■ **WHAT YOU HAVE TO DO**: Nothing but an exact repeat of the entries below should appear in your answer.

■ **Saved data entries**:
========
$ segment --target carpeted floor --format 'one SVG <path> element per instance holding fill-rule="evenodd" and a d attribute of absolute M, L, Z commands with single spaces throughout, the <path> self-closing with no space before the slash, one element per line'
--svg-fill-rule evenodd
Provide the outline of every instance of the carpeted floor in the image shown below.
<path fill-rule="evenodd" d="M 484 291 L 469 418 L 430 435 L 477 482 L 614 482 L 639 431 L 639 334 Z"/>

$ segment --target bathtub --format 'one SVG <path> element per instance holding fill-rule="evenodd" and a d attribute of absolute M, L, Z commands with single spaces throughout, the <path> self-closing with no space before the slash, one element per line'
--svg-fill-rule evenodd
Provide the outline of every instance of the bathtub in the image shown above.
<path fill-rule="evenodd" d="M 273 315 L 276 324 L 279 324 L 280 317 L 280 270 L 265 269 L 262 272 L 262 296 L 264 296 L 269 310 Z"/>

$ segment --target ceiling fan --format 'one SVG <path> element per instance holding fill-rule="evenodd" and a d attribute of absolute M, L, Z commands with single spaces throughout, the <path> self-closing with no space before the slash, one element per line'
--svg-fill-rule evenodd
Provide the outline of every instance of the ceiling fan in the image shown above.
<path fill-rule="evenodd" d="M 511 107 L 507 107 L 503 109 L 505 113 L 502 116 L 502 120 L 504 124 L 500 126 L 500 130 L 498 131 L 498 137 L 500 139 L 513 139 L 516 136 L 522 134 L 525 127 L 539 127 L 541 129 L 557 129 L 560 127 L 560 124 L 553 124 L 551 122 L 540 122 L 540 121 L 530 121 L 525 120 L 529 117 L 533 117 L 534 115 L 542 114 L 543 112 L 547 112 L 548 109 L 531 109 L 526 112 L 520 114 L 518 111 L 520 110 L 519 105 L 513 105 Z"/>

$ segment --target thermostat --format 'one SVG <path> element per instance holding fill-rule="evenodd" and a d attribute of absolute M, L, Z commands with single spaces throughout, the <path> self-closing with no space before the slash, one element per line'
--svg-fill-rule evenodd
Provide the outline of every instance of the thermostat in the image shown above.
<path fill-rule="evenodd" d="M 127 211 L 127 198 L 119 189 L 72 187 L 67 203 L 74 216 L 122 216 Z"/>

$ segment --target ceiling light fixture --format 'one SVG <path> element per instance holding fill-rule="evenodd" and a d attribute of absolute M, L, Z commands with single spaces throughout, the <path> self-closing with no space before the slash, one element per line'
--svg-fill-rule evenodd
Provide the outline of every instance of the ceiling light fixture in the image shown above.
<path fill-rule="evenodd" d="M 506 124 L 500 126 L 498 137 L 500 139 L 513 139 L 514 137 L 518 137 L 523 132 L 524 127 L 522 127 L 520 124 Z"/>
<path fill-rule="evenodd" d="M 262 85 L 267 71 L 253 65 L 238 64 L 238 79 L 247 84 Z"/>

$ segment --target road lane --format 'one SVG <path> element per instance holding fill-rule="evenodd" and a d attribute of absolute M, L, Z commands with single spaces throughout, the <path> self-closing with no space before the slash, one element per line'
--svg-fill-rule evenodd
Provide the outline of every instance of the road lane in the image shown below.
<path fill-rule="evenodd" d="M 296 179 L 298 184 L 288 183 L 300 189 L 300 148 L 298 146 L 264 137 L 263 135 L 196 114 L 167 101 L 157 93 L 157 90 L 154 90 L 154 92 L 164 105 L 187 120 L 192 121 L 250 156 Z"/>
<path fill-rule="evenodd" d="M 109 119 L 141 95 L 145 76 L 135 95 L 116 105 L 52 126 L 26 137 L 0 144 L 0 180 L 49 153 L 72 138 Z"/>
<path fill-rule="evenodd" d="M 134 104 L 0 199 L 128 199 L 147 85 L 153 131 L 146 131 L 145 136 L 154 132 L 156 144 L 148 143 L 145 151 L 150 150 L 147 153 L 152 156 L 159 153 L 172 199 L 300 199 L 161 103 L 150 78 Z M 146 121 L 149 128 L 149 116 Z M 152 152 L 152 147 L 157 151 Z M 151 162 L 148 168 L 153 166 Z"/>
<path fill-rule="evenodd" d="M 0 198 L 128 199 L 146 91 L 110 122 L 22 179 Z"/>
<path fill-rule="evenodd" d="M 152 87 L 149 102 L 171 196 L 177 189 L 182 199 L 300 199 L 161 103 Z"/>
========
■ **OUTPUT BELOW**:
$ segment --target carpeted floor --format 'one SVG <path> element per instance holding fill-rule="evenodd" and a d attribute of absolute M, L, Z commands with single spaces throughout, the <path> self-closing with no space before the slash, one element per line'
--svg-fill-rule evenodd
Provide the outline of every instance of the carpeted floor in the image shown below.
<path fill-rule="evenodd" d="M 484 291 L 469 418 L 430 435 L 477 482 L 614 482 L 639 431 L 639 334 Z"/>

$ segment --target bathtub --format 'one SVG <path> element per instance holding fill-rule="evenodd" and a d attribute of absolute M, L, Z commands with single spaces throughout, the <path> self-closing with no space before the slash, one element per line'
--svg-fill-rule evenodd
Provide the outline of every instance of the bathtub in the image shown above.
<path fill-rule="evenodd" d="M 273 315 L 276 324 L 279 324 L 280 317 L 280 270 L 265 269 L 262 272 L 262 296 L 264 296 L 269 310 Z"/>

$ segment --target ceiling fan --format 'one SVG <path> element per instance holding fill-rule="evenodd" and a d attribute of absolute M, L, Z commands with single spaces throughout, the <path> self-closing with no space before the slash, one element per line'
--svg-fill-rule evenodd
Provide the outline of every instance of the ceiling fan in the image shown above.
<path fill-rule="evenodd" d="M 511 107 L 507 107 L 503 109 L 505 113 L 502 116 L 502 120 L 504 124 L 500 126 L 500 130 L 498 131 L 498 137 L 500 139 L 513 139 L 516 136 L 522 134 L 525 127 L 539 127 L 541 129 L 557 129 L 560 127 L 560 124 L 553 124 L 551 122 L 540 122 L 540 121 L 530 121 L 525 120 L 529 117 L 533 117 L 534 115 L 542 114 L 543 112 L 547 112 L 548 109 L 531 109 L 526 112 L 520 114 L 518 111 L 520 110 L 519 105 L 513 105 Z"/>

$ segment --target thermostat --format 'one SVG <path> element per instance holding fill-rule="evenodd" and a d attribute of absolute M, L, Z commands with single spaces throughout, the <path> self-closing with no space before the slash, one element per line'
--svg-fill-rule evenodd
Provide the outline of every instance of the thermostat in the image shown above.
<path fill-rule="evenodd" d="M 127 211 L 127 198 L 119 189 L 72 187 L 67 203 L 74 216 L 122 216 Z"/>

$ segment --target ceiling light fixture --format 'one SVG <path> element per instance holding fill-rule="evenodd" and a d attribute of absolute M, L, Z commands with single spaces throughout, the <path> self-closing with no space before the slash, one element per line'
--svg-fill-rule evenodd
Provide the outline of every instance of the ceiling light fixture in the image shown above.
<path fill-rule="evenodd" d="M 506 124 L 500 126 L 498 137 L 500 139 L 513 139 L 514 137 L 518 137 L 523 132 L 524 127 L 522 127 L 520 124 Z"/>
<path fill-rule="evenodd" d="M 262 85 L 267 71 L 253 65 L 238 64 L 238 79 L 247 84 Z"/>

$ segment --target road lane --format 'one SVG <path> element per instance holding fill-rule="evenodd" and a d attribute of absolute M, L, Z commands with single spaces throughout, the <path> self-closing with no space before the slash, one element per line'
--svg-fill-rule evenodd
Provide the outline of every instance of the road lane in the image shown below.
<path fill-rule="evenodd" d="M 296 179 L 298 184 L 288 183 L 300 189 L 300 148 L 298 146 L 264 137 L 263 135 L 196 114 L 167 101 L 157 93 L 157 90 L 154 90 L 154 92 L 164 105 L 187 120 L 192 121 L 250 156 Z"/>
<path fill-rule="evenodd" d="M 109 119 L 141 95 L 145 76 L 135 95 L 116 105 L 52 126 L 26 137 L 0 144 L 0 180 L 49 153 L 72 138 Z"/>
<path fill-rule="evenodd" d="M 134 104 L 0 199 L 128 199 L 147 85 L 153 131 L 146 131 L 145 136 L 154 132 L 156 144 L 148 143 L 145 151 L 150 150 L 147 153 L 152 156 L 159 153 L 172 199 L 300 199 L 161 103 L 150 78 Z M 146 121 L 149 128 L 149 116 Z M 152 152 L 152 147 L 157 151 Z M 151 162 L 148 168 L 153 166 Z"/>
<path fill-rule="evenodd" d="M 0 198 L 128 199 L 146 91 L 110 122 L 22 179 Z"/>
<path fill-rule="evenodd" d="M 152 87 L 149 102 L 171 196 L 177 189 L 182 199 L 300 199 L 161 103 Z"/>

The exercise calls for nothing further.